◆ TASK
Please tally the lines in the records below that contain the string "bean", and reply with that number alone.

════════════════════

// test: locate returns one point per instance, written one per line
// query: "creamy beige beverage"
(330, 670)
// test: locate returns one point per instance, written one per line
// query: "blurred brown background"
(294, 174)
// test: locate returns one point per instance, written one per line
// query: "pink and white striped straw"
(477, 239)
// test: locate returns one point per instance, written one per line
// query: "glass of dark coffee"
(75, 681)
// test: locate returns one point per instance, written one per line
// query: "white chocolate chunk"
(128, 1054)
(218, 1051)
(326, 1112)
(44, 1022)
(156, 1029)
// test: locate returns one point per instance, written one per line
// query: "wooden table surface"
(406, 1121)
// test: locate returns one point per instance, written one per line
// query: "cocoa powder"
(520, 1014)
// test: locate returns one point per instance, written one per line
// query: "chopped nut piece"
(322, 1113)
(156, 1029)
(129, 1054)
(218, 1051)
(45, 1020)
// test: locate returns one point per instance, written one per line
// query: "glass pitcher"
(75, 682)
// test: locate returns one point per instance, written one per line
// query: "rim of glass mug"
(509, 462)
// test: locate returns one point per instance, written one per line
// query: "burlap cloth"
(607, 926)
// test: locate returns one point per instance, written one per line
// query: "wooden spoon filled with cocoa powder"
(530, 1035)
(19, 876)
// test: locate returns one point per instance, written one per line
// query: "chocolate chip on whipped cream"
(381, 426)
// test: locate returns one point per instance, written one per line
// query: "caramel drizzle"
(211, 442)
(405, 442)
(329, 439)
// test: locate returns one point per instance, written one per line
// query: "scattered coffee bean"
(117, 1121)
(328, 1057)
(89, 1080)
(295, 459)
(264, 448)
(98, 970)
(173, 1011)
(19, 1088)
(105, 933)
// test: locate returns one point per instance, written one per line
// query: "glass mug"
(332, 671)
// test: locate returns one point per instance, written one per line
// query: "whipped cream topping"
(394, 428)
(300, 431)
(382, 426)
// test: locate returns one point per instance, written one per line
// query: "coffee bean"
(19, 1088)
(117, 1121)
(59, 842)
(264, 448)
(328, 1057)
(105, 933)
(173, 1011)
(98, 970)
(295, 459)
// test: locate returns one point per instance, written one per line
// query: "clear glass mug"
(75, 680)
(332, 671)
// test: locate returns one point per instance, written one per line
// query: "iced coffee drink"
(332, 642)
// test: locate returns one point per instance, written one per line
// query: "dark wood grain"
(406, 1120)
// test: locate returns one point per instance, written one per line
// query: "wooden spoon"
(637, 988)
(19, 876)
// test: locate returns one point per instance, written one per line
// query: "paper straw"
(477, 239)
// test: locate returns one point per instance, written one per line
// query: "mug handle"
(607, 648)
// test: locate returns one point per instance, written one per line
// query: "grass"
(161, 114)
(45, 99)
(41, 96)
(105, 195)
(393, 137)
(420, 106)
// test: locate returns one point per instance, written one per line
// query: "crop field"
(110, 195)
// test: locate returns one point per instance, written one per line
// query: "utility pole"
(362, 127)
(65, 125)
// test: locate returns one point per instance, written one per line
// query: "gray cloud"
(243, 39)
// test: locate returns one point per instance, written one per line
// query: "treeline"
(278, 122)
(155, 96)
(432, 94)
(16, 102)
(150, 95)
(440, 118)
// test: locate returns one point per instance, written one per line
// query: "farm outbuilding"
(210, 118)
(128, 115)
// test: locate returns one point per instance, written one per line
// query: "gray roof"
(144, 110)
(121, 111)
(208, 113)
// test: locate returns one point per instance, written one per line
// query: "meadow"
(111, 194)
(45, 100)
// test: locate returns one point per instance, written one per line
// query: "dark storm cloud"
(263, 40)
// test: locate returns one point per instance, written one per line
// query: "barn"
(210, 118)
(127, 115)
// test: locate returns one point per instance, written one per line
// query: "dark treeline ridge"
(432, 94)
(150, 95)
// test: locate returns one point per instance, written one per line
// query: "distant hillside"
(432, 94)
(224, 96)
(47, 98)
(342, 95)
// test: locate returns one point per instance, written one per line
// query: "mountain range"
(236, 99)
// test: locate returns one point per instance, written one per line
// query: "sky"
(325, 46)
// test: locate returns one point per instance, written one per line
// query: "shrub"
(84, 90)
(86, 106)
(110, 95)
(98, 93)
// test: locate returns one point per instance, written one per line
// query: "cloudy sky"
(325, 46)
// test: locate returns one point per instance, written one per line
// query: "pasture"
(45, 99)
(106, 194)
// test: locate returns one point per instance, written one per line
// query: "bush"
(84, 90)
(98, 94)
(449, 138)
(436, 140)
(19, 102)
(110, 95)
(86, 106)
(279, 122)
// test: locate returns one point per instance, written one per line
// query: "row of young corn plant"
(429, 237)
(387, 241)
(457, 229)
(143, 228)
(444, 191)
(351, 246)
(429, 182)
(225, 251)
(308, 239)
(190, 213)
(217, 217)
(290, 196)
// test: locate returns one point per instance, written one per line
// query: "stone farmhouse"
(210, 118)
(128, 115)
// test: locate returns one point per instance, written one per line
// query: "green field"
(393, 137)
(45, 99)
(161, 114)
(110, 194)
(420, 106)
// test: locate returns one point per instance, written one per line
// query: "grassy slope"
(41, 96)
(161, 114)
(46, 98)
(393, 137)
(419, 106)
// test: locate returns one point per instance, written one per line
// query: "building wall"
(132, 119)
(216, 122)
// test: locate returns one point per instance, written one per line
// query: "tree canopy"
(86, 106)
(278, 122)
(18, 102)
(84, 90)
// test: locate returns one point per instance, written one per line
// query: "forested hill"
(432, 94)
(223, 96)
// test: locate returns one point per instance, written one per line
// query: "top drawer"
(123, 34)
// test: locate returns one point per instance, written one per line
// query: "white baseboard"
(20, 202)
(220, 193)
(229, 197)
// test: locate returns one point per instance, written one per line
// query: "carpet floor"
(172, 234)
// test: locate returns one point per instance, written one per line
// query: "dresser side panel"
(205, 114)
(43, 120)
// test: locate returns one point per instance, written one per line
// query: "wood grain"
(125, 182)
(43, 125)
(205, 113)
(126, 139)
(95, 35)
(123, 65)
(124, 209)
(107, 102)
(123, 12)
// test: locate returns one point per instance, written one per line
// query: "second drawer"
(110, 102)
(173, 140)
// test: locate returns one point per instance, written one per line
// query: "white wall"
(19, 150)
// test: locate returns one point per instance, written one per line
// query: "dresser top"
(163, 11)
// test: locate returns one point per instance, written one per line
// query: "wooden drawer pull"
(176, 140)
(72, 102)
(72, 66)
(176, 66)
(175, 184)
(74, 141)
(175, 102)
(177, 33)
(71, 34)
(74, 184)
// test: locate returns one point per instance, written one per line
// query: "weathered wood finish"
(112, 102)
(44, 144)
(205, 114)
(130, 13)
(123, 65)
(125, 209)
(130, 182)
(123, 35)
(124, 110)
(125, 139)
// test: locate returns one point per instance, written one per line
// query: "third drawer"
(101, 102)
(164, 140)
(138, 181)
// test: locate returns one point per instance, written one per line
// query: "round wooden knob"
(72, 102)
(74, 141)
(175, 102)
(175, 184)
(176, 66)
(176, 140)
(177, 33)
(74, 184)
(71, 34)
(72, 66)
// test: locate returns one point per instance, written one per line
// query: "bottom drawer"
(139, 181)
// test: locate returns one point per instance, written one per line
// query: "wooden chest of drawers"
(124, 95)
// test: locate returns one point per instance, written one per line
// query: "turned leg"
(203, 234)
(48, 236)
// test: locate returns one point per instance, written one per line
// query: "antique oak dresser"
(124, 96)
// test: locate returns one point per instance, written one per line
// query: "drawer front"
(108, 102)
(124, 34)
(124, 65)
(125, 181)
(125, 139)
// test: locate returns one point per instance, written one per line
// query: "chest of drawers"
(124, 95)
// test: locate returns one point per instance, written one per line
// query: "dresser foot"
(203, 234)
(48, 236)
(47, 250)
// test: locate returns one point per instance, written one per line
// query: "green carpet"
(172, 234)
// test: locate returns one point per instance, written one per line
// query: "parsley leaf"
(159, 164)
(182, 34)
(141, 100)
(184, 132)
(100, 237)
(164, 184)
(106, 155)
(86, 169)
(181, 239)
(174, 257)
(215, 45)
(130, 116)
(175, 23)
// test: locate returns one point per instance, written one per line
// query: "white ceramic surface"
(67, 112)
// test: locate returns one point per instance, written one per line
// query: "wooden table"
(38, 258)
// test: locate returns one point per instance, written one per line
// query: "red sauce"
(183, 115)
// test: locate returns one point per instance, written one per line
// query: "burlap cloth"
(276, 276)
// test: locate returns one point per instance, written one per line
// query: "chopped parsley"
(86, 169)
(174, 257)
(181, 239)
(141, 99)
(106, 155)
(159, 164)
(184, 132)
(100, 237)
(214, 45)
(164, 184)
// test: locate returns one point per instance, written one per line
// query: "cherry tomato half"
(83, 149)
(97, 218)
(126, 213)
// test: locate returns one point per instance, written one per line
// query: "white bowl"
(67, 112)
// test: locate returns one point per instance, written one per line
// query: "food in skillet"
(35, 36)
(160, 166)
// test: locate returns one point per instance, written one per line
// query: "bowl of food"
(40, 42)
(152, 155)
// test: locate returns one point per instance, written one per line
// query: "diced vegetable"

════════════════════

◆ RESPONSE BELOW
2